*Short exercise*. Pull every line from the records below and reproduce each one word for word. Leave the pictures out of your answer.

Dataset records on where objects appear
BEGIN
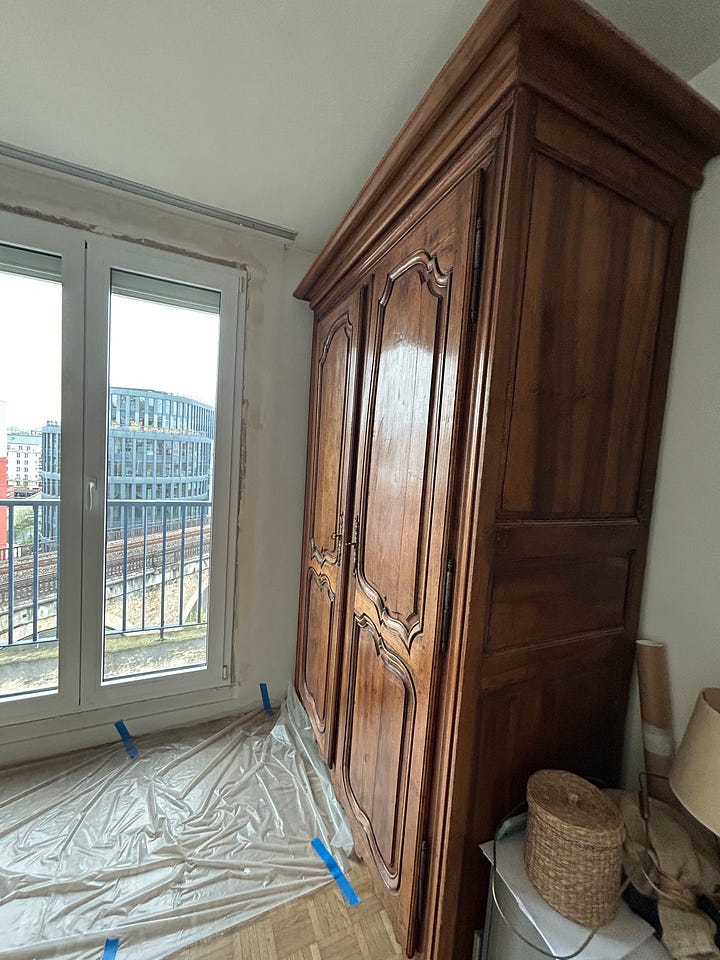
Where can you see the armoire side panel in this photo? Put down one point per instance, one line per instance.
(595, 277)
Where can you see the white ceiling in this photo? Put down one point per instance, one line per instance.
(277, 109)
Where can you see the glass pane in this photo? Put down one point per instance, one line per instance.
(30, 396)
(160, 442)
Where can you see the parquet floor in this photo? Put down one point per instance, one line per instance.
(319, 926)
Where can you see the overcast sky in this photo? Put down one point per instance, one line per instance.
(153, 346)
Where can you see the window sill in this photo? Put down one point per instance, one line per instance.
(36, 739)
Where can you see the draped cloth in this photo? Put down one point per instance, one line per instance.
(681, 863)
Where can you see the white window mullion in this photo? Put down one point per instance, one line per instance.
(94, 478)
(68, 244)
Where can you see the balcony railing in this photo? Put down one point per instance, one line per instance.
(157, 558)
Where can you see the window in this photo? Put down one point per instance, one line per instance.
(113, 590)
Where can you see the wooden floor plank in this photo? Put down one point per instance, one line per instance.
(318, 926)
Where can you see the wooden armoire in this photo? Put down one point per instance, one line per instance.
(494, 322)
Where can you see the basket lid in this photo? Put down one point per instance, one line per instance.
(574, 802)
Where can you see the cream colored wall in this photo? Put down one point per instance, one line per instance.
(277, 363)
(681, 604)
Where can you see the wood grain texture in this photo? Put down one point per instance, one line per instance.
(540, 601)
(595, 279)
(332, 431)
(402, 502)
(550, 356)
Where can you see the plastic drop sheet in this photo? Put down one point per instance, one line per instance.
(208, 827)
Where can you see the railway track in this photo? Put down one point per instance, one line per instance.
(141, 556)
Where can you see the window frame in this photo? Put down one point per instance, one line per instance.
(86, 262)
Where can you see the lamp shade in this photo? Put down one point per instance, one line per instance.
(695, 775)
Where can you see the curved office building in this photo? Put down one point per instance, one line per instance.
(159, 448)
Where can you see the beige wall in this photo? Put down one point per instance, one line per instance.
(277, 363)
(681, 605)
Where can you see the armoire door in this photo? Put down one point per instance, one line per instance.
(400, 541)
(331, 440)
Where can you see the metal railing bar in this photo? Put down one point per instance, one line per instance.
(144, 563)
(182, 563)
(11, 573)
(36, 572)
(125, 539)
(162, 576)
(202, 528)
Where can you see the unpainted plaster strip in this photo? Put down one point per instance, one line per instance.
(140, 190)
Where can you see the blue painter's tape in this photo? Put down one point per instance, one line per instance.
(127, 740)
(334, 867)
(111, 946)
(266, 699)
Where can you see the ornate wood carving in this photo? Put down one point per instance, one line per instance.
(329, 440)
(319, 625)
(520, 442)
(401, 442)
(379, 725)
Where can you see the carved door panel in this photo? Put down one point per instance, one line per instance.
(402, 505)
(331, 438)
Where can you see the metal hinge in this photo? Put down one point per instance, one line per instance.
(476, 272)
(354, 542)
(447, 604)
(422, 880)
(337, 537)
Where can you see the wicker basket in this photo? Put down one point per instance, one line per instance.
(573, 853)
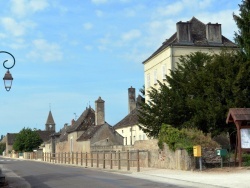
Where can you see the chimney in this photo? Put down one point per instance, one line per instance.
(131, 99)
(99, 111)
(183, 32)
(213, 33)
(72, 122)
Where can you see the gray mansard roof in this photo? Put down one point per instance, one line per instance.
(130, 120)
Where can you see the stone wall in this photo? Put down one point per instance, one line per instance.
(165, 158)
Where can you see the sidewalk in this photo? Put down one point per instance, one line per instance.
(215, 177)
(218, 177)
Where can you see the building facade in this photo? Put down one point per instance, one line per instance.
(128, 127)
(191, 36)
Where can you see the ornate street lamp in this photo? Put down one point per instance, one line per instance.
(8, 77)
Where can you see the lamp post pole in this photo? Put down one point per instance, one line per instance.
(8, 77)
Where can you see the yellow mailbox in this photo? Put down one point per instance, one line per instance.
(197, 151)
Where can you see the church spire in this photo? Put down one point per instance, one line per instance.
(50, 124)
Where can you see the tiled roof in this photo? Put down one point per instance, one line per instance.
(88, 134)
(11, 138)
(198, 35)
(86, 120)
(129, 120)
(50, 120)
(238, 114)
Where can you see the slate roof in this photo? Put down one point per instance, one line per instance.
(198, 35)
(86, 120)
(88, 134)
(45, 135)
(238, 114)
(129, 120)
(50, 120)
(11, 138)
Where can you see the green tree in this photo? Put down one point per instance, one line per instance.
(242, 38)
(199, 93)
(2, 147)
(27, 140)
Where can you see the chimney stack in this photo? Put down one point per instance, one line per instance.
(131, 99)
(213, 33)
(183, 32)
(99, 112)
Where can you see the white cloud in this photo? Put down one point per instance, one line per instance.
(23, 7)
(46, 51)
(99, 13)
(15, 28)
(170, 9)
(99, 1)
(87, 26)
(132, 34)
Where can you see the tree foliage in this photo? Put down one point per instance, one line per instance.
(27, 140)
(2, 147)
(184, 138)
(199, 93)
(242, 37)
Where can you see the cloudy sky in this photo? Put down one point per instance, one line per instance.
(68, 53)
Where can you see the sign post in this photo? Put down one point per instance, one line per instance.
(197, 153)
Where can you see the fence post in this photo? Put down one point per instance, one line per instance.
(103, 159)
(111, 164)
(65, 158)
(76, 158)
(86, 159)
(68, 157)
(128, 165)
(119, 160)
(138, 161)
(81, 158)
(91, 155)
(97, 159)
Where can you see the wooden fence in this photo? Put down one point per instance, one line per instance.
(99, 159)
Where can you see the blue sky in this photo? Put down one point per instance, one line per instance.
(68, 53)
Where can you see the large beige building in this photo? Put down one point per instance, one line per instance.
(191, 36)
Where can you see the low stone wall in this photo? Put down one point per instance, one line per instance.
(165, 158)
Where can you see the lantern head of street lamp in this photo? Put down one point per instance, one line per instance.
(8, 80)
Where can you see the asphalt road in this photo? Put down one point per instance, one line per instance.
(23, 174)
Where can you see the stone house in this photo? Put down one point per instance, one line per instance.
(90, 129)
(10, 137)
(44, 135)
(128, 127)
(190, 36)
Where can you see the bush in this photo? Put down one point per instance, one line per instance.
(184, 138)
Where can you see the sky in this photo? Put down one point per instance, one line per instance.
(70, 53)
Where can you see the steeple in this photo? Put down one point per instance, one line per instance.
(50, 124)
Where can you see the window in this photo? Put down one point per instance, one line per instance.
(163, 72)
(155, 76)
(148, 80)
END
*Result*.
Where can you see the armoire side panel in this photo? Put down one point per instance, one line per instance.
(595, 277)
Where can you see the white ceiling in this photo? Put down one point per instance, one line per instance.
(277, 109)
Where can you see the glass pane in this photo? Put down one point per instance, one line per instance.
(30, 396)
(160, 442)
Where can you see the parquet floor in this photo? Put down one point per instance, one line per instance.
(319, 926)
Where can you see the overcast sky in this photo? Put down one point per instance, one line per instance.
(153, 346)
Where can you see the window sill in this photo? Put down one point per instance, one line per instance.
(36, 739)
Where can you see the draped cloth in this photo? Put down one point per instance, one line per instance.
(681, 863)
Where can you see the white window mullion in this photo? Put down one point per instance, one line per instance.
(94, 478)
(68, 244)
Where can you see the balcony railing in this photo? Put down one point per instance, one line per instance.
(157, 558)
Where can you see the window in this photo? Put down one point per instance, one line per instance.
(113, 590)
Where can you see the wooden floor plank in this photo? Put down one point per instance, one line per instance.
(318, 926)
Where can you see the wooden armoire in this photo? Put down one point per instance, one line per instance.
(494, 322)
Where can you see the basket lid in this photo? Put down one point per instance, one line per instance.
(574, 802)
Where can you see the cream colored wall in this photo? Put down one point per instance, one line per instance.
(277, 363)
(681, 604)
Where can you see the wood grain texture in this photo? Put down one point per instance, one line per instance.
(540, 601)
(595, 279)
(332, 431)
(402, 502)
(550, 356)
Where can you see the plastic drop sheet in this photo? Put down one point per instance, one line per instance.
(208, 827)
Where can you see the railway track in this photo? Put down one point per instance, one line per instance.
(141, 556)
Where can you see the window frame in this photo? Put down one point per instance, one line per instance.
(86, 262)
Where can you see the lamp shade in this photo? Put down one point per instance, one line per instance.
(695, 775)
Where can you see the curved office building in this photo? Put down one point per instance, one line per instance.
(159, 448)
Where can you see the beige wall in this photo? Put down one point per instance, one line per instance.
(277, 363)
(681, 605)
Where can you see the armoire door in this photo? Put down one point per instance, one line per instance.
(400, 541)
(331, 440)
Where can you see the metal railing bar in this photo? Put down one point per instance, one line per instance.
(144, 563)
(182, 563)
(11, 573)
(36, 572)
(125, 539)
(162, 576)
(202, 528)
Where can you see the unpainted plaster strip in this photo? Put down one point per instance, one line per instance.
(140, 190)
Where can you see the blue painter's tape in this photo? Put down one point per instance, one line per instance.
(127, 740)
(334, 867)
(111, 946)
(266, 699)
Where can you see the ornate wood carving in this photo? Put down one point per instance, one line per instance.
(329, 440)
(319, 625)
(520, 442)
(401, 442)
(379, 725)
Where can you see the carved door panel in this photo? Put down one point per instance, one line per instance.
(402, 505)
(331, 438)
Where can you see the metal hinge in this photo? Put down one point per instance, one line per instance.
(476, 272)
(354, 542)
(447, 604)
(422, 880)
(337, 537)
Where can you see the wicker basket in this photo? Put down one point per instance, one line per instance.
(573, 853)
Where can you see the chimney in this photo? Put down one point per instance, one line per instance.
(131, 99)
(99, 111)
(183, 32)
(213, 33)
(72, 122)
Where can you see the gray mansard roof in this photo? Put down one point per instance, one line per instance.
(130, 120)
Where can you see the stone wall in this photo? Put down one point per instance, one line per instance.
(165, 158)
Where can you see the sidewalk in this photo? Put down one point per instance, one line per instance.
(215, 177)
(218, 177)
Where can you see the building facade in this photo? Put down one point per instance, one line per instance.
(128, 127)
(191, 36)
Where can you see the ornate street lamp in this photo? Put down one point per instance, one line per instance.
(8, 77)
Where can you see the lamp post pole in this photo? Put down one point per instance, one line per instance.
(8, 77)
Where can you see the yellow mailbox in this photo? Put down one point per instance, one line per instance.
(197, 151)
Where can you see the church spire in this photo? Put down one point per instance, one line per instance.
(50, 124)
Where can you see the tiled roof in this photo? Put down one point per instance, one line per instance.
(88, 134)
(11, 138)
(198, 35)
(86, 120)
(129, 120)
(50, 120)
(238, 114)
Where can you see the slate roof in this photo? Put down one point per instance, one line per instance.
(198, 35)
(86, 120)
(88, 134)
(45, 135)
(238, 114)
(129, 120)
(50, 120)
(11, 138)
Where can you see the green tree in this photo? Put down one point per instance, one line per instance.
(242, 38)
(199, 93)
(2, 147)
(27, 140)
Where can you see the chimney stack in this photo? Put down one point per instance, one line per instance.
(131, 99)
(213, 33)
(183, 32)
(99, 112)
Where can you see the white cloud in this photo? Put down one point per instance, one line per instance.
(23, 7)
(46, 51)
(99, 13)
(15, 28)
(170, 9)
(99, 1)
(87, 26)
(132, 34)
Where can you see the tree foliage in this photo? Put down one point per instance, one line per instance.
(27, 140)
(2, 147)
(184, 138)
(199, 93)
(242, 37)
Where can you see the cloudy sky in this photo? Put down one point per instance, one line per instance.
(68, 53)
Where can you see the sign post in this photo? Put down one point per instance, one line per instance.
(197, 153)
Where can you see the fence post in this photo? Put down one point per instance, one line per instance.
(103, 159)
(111, 164)
(65, 158)
(76, 158)
(86, 159)
(68, 157)
(128, 165)
(119, 160)
(138, 161)
(81, 158)
(91, 155)
(97, 159)
Where can you see the wooden fence in this photo? Put down one point per instance, one line per instance.
(99, 159)
Where can you see the blue sky in this photo? Put down one point per instance, one line per instance.
(68, 53)
Where can you see the large beige building in this photo? Put down one point per instance, one line per instance.
(191, 36)
Where can you see the low stone wall in this photo? Put down one point per instance, one line per instance.
(165, 158)
Where can you see the lantern head of street lamp in this photo? Put down one point per instance, one line per instance.
(8, 80)
Where can you see the asphalt road in this photo? Put down one point per instance, one line per instance.
(23, 174)
Where can you see the stone house in this photo? Put down one point per instance, one line per instance.
(90, 129)
(10, 137)
(44, 135)
(128, 127)
(190, 36)
Where can you see the bush in this photo? Put down one point per instance, one line per instance.
(184, 138)
Where can you see the sky in this photo? Put down one point per instance, one line per instance.
(70, 53)
Where can you see the steeple in this photo? Put down one point per instance, one line per instance.
(50, 124)
Where can you see the window in this photo? Put down one point per instance, one line per instance.
(163, 72)
(155, 76)
(148, 80)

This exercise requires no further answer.